[Passage to read]

☆ ☆ ☆ ☆ ☆

Too many students leave college with a blinkered view of the world — trained in this or that specialty but unprepared to reflect on the meaning and purpose of their own lives, and to participate in an informed and deliberative way in the collective life of our nation and the world.
A key reason is the decline of general education — the prescribed portion of a student’s work that falls outside their chosen major. With increased enrollment in technical fields such as business, engineering and computer science, general education represents the best and last chance for students to discuss and debate broad human problems with their peers. Far too few institutions are giving them this precious opportunity….
During the tumultuous Vietnam years, most institutions dismantled their general education curricula, and the new norm became “distribution requirements,” whereby students picked a few courses more or less at random outside their majors from an ever-proliferating list. The eminent sociologist Daniel Bell called the distribution model “an admission of intellectual defeat” — by which he meant that faculty had given up trying to agree on what students should learn beyond preparation for a chosen career. By the mid-1970s, the Carnegie Foundation for the Advancement of Teaching described general education as a “disaster area,” and so it has largely remained ever since….

☆ ☆ ☆ ☆ ☆

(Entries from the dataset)

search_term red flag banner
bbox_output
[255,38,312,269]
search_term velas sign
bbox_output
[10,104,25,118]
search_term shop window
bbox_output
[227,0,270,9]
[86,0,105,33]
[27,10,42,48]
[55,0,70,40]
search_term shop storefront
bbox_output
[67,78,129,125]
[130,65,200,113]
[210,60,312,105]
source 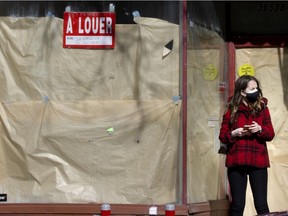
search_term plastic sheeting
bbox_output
[0,17,181,204]
[236,48,288,216]
[187,22,227,203]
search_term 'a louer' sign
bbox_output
[63,12,115,48]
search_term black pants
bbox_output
[228,166,269,216]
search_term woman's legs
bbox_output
[249,168,269,214]
[228,167,247,216]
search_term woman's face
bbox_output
[241,80,258,97]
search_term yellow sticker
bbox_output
[238,64,255,76]
[203,64,218,81]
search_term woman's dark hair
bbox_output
[226,75,263,122]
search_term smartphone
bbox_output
[243,125,250,130]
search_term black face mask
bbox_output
[246,90,259,103]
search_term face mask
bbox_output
[245,89,259,103]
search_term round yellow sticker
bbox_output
[238,64,255,76]
[203,64,218,80]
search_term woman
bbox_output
[219,75,275,215]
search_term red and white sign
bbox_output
[63,12,116,49]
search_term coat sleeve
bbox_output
[258,107,275,141]
[219,110,236,144]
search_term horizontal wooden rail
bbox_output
[0,203,188,216]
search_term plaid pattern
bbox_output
[219,98,275,168]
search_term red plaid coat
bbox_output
[219,98,275,168]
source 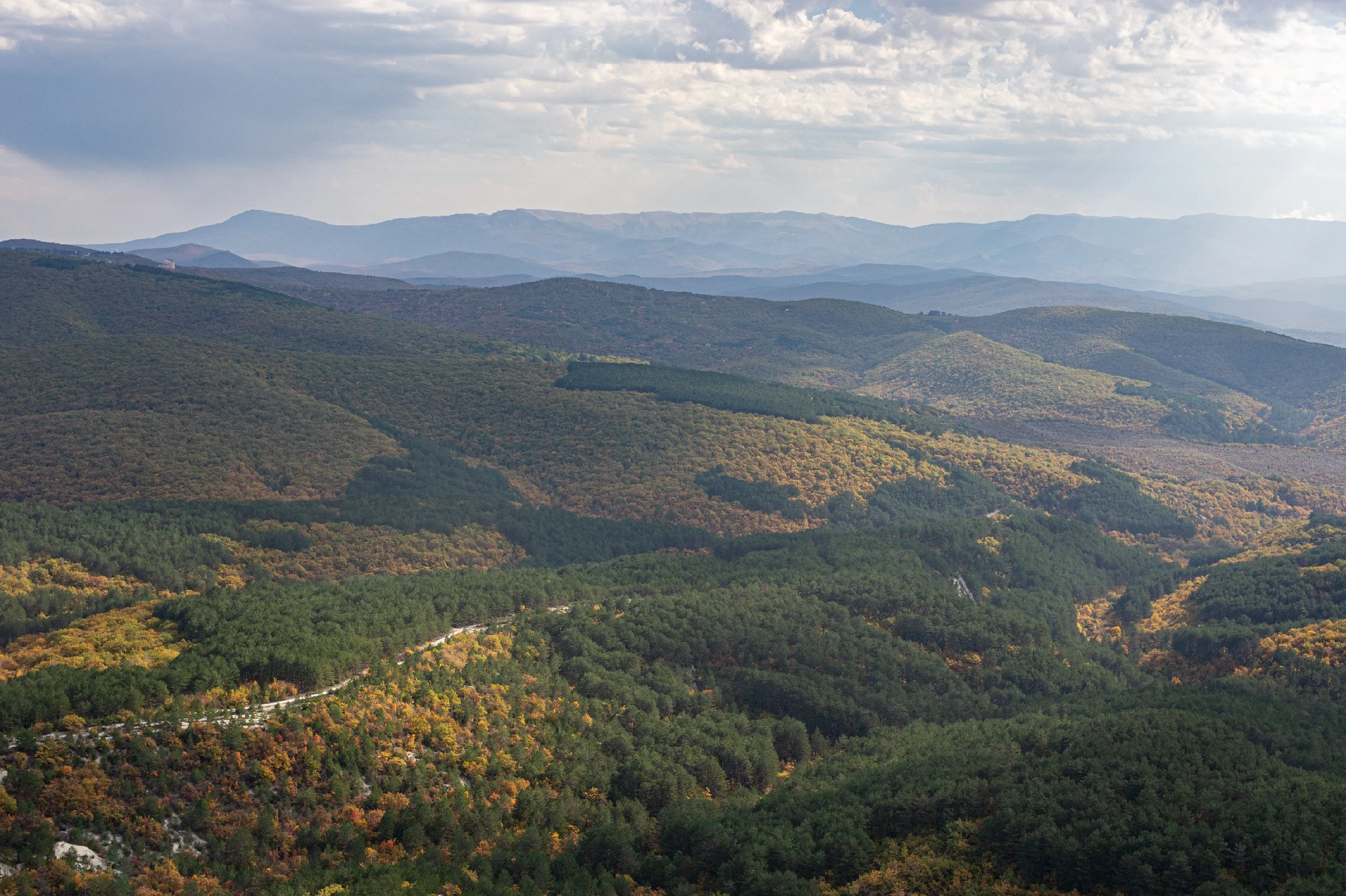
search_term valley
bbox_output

☆ ☆ ☆ ☆ ☆

[Your goal] Copy the stretch of the passage on general education from "A key reason" through "this precious opportunity….". These entries were drawn from a separate source.

[Exercise answer]
A key reason is the decline of general education — the prescribed portion of a student’s work that falls outside their chosen major. With increased enrollment in technical fields such as business, engineering and computer science, general education represents the best and last chance for students to discuss and debate broad human problems with their peers. Far too few institutions are giving them this precious opportunity….